■ Recorded information:

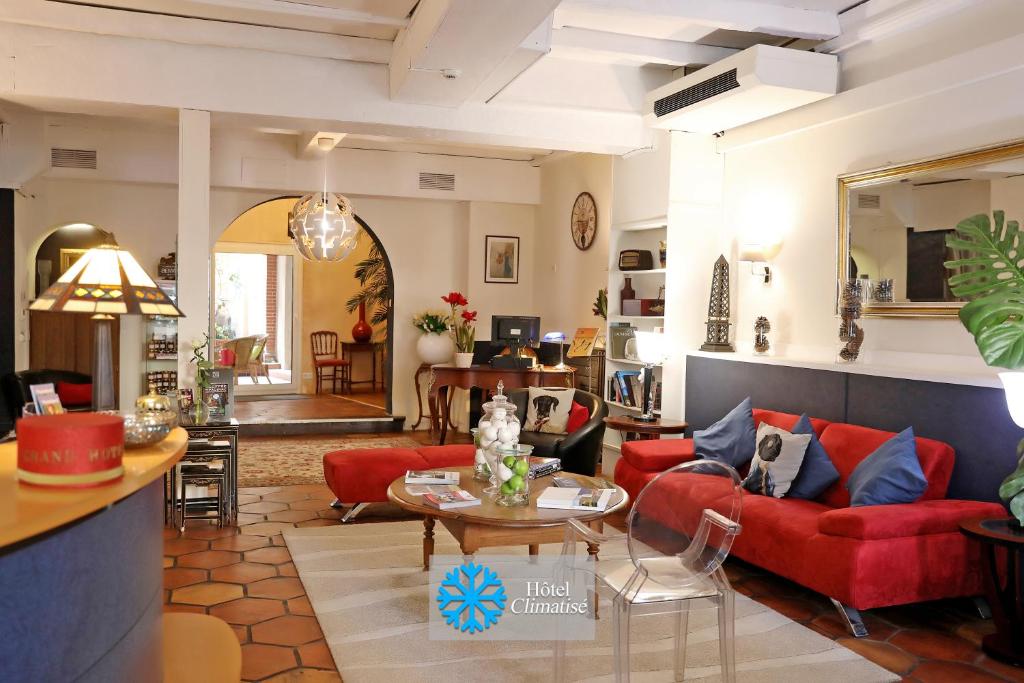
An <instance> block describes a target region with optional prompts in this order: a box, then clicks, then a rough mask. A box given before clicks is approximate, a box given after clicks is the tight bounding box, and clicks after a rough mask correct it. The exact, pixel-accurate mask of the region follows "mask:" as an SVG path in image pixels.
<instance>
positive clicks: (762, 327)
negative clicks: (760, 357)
mask: <svg viewBox="0 0 1024 683" xmlns="http://www.w3.org/2000/svg"><path fill="white" fill-rule="evenodd" d="M769 332H771V323H769V322H768V318H767V317H765V316H764V315H758V319H756V321H755V322H754V352H755V353H767V352H768V349H769V348H771V344H770V343H769V342H768V333H769Z"/></svg>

■ What the exercise asks: Reproduce every line above word for word; no images.

■ Written response:
An <instance> block describes a target region with optional prompts in this order: a box, then clicks, then a rough mask. A box given before clicks is approximate, a box given after clicks is the tight bounding box, and clicks after a rough mask correct it. The exact, pixel-accurate mask of the region follows "mask:" as an SVG path in image pixels.
<instance>
positive clicks: (762, 327)
negative clicks: (760, 357)
mask: <svg viewBox="0 0 1024 683" xmlns="http://www.w3.org/2000/svg"><path fill="white" fill-rule="evenodd" d="M769 332H771V323H769V322H768V318H767V317H765V316H764V315H758V319H756V321H755V322H754V352H755V353H767V352H768V349H769V348H771V344H770V343H769V342H768V333H769Z"/></svg>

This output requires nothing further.